EXERCISE DETAILS: Lay out every row below as a two-column CSV with the headers input and output, one CSV record per row. Put the row's text in input and its answer in output, with each field in double quotes and every line break replaced by a space.

### EXCERPTED RECORDS

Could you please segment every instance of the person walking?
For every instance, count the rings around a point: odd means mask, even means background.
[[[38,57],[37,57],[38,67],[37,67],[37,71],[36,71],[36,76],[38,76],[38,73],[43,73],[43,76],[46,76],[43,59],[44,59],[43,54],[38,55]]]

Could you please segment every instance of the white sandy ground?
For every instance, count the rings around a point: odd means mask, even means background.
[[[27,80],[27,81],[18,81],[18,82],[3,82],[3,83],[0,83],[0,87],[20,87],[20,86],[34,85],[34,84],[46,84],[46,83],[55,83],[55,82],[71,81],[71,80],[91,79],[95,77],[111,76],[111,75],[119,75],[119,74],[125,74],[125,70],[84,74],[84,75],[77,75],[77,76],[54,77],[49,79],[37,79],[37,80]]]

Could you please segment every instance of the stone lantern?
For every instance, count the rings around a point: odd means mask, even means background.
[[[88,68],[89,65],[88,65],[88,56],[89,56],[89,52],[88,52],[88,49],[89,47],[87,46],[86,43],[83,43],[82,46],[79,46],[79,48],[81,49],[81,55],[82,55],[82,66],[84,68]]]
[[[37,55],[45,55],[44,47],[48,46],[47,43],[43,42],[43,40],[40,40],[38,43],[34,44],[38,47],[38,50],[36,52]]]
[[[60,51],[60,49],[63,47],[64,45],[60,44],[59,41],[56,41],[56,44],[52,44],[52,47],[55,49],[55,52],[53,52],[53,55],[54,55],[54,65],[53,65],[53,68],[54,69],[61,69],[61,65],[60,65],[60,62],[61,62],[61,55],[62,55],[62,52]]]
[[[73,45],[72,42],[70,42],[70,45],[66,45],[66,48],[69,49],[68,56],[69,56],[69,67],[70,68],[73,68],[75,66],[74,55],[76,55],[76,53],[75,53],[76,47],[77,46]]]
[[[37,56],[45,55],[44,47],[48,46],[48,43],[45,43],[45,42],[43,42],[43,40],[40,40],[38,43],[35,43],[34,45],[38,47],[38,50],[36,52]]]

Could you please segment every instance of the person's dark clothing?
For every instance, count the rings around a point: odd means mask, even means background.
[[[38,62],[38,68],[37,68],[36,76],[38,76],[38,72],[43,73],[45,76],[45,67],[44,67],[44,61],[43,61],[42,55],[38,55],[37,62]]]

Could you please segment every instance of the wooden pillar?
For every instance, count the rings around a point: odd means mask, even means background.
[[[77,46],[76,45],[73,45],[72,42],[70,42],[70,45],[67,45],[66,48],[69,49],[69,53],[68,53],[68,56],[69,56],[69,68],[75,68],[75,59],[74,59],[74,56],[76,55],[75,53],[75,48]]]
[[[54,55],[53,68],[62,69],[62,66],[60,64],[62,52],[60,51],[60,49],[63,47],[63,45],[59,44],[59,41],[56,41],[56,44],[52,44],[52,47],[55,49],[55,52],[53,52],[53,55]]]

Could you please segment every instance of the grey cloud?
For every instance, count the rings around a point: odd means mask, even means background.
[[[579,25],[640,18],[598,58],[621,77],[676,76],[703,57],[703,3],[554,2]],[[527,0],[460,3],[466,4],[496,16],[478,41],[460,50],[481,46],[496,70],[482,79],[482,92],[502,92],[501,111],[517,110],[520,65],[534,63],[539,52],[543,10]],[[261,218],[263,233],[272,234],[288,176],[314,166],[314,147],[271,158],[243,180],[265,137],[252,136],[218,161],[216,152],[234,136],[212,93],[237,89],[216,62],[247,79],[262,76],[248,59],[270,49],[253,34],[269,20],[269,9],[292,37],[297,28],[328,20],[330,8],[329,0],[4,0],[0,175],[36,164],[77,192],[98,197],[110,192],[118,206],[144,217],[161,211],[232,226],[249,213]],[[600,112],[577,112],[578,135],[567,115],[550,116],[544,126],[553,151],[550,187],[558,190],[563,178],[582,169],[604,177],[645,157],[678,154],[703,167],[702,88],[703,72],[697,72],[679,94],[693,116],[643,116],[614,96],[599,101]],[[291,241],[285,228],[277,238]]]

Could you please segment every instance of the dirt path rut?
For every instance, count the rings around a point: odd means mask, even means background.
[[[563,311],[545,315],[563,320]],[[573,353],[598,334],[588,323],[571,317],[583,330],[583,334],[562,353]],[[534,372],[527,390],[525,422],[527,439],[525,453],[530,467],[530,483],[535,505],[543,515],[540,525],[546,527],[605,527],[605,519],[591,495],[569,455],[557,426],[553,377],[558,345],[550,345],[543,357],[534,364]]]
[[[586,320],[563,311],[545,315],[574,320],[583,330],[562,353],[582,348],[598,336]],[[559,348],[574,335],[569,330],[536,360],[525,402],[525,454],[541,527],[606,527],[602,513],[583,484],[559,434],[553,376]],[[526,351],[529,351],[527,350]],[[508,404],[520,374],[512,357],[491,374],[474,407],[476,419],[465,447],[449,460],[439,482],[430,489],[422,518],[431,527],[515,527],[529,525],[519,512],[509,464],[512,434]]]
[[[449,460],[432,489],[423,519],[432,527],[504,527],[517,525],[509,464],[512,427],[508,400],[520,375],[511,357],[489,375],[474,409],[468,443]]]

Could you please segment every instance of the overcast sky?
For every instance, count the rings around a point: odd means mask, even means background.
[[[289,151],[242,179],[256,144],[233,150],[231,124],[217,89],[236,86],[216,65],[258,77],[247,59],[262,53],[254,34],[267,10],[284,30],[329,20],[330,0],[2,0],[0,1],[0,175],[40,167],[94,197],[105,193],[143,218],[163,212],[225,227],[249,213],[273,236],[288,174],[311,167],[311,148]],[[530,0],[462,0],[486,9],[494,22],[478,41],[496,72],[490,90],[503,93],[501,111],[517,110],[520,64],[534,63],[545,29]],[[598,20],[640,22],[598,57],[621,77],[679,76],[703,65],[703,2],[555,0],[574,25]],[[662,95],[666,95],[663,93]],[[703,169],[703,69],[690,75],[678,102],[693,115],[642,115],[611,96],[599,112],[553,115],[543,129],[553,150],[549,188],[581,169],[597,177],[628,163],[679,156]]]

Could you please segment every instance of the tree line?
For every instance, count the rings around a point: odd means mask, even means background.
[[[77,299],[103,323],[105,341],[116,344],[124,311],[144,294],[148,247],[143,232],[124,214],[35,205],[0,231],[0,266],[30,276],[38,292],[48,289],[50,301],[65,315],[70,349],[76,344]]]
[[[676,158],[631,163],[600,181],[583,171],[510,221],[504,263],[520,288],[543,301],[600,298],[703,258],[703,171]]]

######

ANSWER TO THE EXERCISE:
input,output
"Could you please segment every instance of the person walking? For every instance, count the rings around a point: odd means mask, even means background.","[[[38,57],[37,57],[38,67],[37,67],[37,71],[36,71],[36,76],[38,76],[38,73],[43,73],[43,76],[46,76],[43,59],[44,59],[43,54],[38,55]]]"
"Could you please segment every instance of the white sandy ground? For every instance, count the rings around a point: odd means mask, even means background.","[[[27,80],[27,81],[18,81],[18,82],[3,82],[3,83],[0,83],[0,87],[20,87],[20,86],[34,85],[34,84],[46,84],[46,83],[55,83],[55,82],[71,81],[71,80],[91,79],[95,77],[111,76],[111,75],[119,75],[119,74],[125,74],[125,70],[84,74],[84,75],[77,75],[77,76],[54,77],[49,79],[37,79],[37,80]]]"
"Could you please segment every instance of the stone lantern? For every instance, count the rings around a point: odd means mask, even means background.","[[[88,68],[89,65],[88,65],[88,56],[89,56],[89,52],[88,52],[88,49],[89,47],[87,46],[86,43],[83,43],[82,46],[79,46],[79,48],[81,49],[81,55],[82,55],[82,66],[84,68]]] [[[37,55],[45,55],[44,47],[48,46],[47,43],[43,42],[43,40],[40,40],[38,43],[34,44],[38,47],[38,50],[36,52]]] [[[60,51],[60,49],[63,47],[64,45],[60,44],[59,41],[56,41],[56,44],[52,44],[52,47],[55,49],[55,52],[53,52],[53,55],[54,55],[54,65],[53,65],[53,68],[54,69],[61,69],[61,65],[60,65],[60,62],[61,62],[61,55],[62,55],[62,52]]] [[[73,45],[72,42],[70,42],[70,45],[66,45],[66,48],[69,49],[68,56],[69,56],[69,67],[70,68],[73,68],[75,66],[74,55],[76,55],[76,53],[75,53],[76,47],[77,46]]] [[[37,56],[45,55],[44,47],[48,46],[48,43],[45,43],[45,42],[43,42],[43,40],[40,40],[38,43],[35,43],[34,45],[38,47],[38,50],[36,52]]]"
"Could you please segment every instance of the person's dark clothing? For every instance, count the rings around a point: odd means mask, even means background.","[[[38,62],[38,68],[37,68],[36,76],[38,76],[38,72],[43,73],[45,76],[45,67],[44,67],[44,61],[43,61],[42,55],[38,55],[37,62]]]"
"Could you please segment every instance of the wooden pillar? For every instance, count the rings around a point: odd means mask, even means background.","[[[77,46],[76,45],[73,45],[72,42],[70,42],[70,45],[67,45],[66,48],[69,49],[69,53],[68,53],[68,56],[69,56],[69,68],[75,68],[75,59],[74,59],[74,56],[76,55],[75,53],[75,48]]] [[[54,55],[53,68],[62,69],[62,66],[60,64],[62,52],[60,51],[60,49],[63,47],[63,45],[59,44],[59,41],[56,41],[56,44],[52,44],[52,47],[55,49],[55,52],[53,52],[53,55]]]"
"Could you please segment every instance of the grey cloud? For every instance, count the rings around a point: odd means mask, even means background.","[[[579,25],[640,18],[598,58],[621,77],[676,76],[703,57],[703,3],[554,2]],[[527,0],[460,3],[466,4],[496,16],[478,41],[460,50],[481,46],[496,70],[482,79],[482,92],[502,92],[501,111],[517,110],[520,65],[534,63],[539,52],[543,10]],[[261,218],[263,233],[272,234],[288,176],[314,166],[314,147],[271,158],[243,180],[265,137],[252,136],[218,161],[216,152],[234,136],[212,93],[237,89],[216,62],[247,79],[262,76],[248,59],[270,49],[253,34],[269,20],[269,9],[292,37],[297,28],[328,20],[330,8],[329,0],[4,0],[0,175],[36,164],[77,192],[98,197],[110,192],[118,206],[144,217],[161,211],[232,226],[249,213]],[[600,112],[577,112],[578,135],[567,115],[550,116],[544,126],[553,151],[550,187],[558,190],[563,178],[582,169],[604,177],[645,157],[678,154],[703,167],[702,88],[703,72],[697,72],[679,94],[693,116],[643,116],[614,96],[599,101]],[[291,241],[285,228],[277,238]]]"
"Could you please segment every instance of the dirt path rut? For every instance, count the rings around a point: odd means mask, even means background.","[[[563,311],[545,315],[563,320]],[[573,353],[598,334],[588,323],[571,317],[583,330],[583,334],[562,353]],[[534,372],[527,390],[525,422],[527,439],[525,453],[530,467],[530,483],[535,505],[543,515],[540,525],[546,527],[605,527],[605,519],[591,495],[569,455],[557,426],[553,377],[558,345],[550,345],[543,357],[534,364]]] [[[586,320],[563,311],[545,315],[574,320],[583,330],[562,353],[582,348],[598,336]],[[559,348],[574,335],[569,330],[536,360],[525,402],[525,454],[541,527],[606,527],[602,513],[583,484],[559,434],[553,376]],[[526,351],[529,351],[527,350]],[[508,404],[520,374],[512,357],[491,374],[474,407],[476,419],[465,447],[449,460],[439,482],[430,489],[422,518],[431,527],[515,527],[529,525],[519,512],[509,464],[512,434]]] [[[449,460],[432,489],[423,519],[432,527],[504,527],[517,525],[509,464],[512,427],[508,400],[520,375],[511,357],[489,375],[474,409],[468,443]]]"
"Could you please segment every instance of the overcast sky? For every instance, count the rings around a point: odd means mask, even means background.","[[[289,151],[242,179],[256,144],[233,150],[231,124],[217,89],[236,86],[216,65],[258,77],[247,59],[262,53],[254,34],[267,10],[284,30],[329,20],[330,0],[2,0],[0,1],[0,175],[40,167],[94,197],[105,193],[143,218],[163,212],[225,227],[249,213],[273,236],[288,174],[311,167],[311,148]],[[530,0],[462,0],[486,9],[494,22],[478,41],[496,72],[490,90],[503,93],[501,111],[517,110],[520,64],[534,63],[545,29]],[[598,20],[640,22],[598,57],[621,77],[679,76],[703,65],[703,2],[555,0],[574,25]],[[662,95],[666,95],[663,93]],[[703,169],[703,69],[690,75],[678,102],[693,115],[642,115],[611,96],[599,112],[553,115],[543,129],[553,150],[549,188],[581,169],[597,177],[628,163],[679,156]]]"
"Could you please segment every instance of the tree line? For every instance, count the rings around a point: odd means mask, even means background.","[[[77,299],[103,323],[105,341],[116,344],[124,311],[144,294],[148,247],[143,232],[124,214],[35,205],[0,231],[0,266],[30,276],[38,292],[48,289],[50,301],[65,315],[70,349],[76,344]]] [[[676,158],[631,163],[600,181],[583,171],[510,221],[504,263],[520,288],[543,301],[600,298],[703,258],[703,171]]]"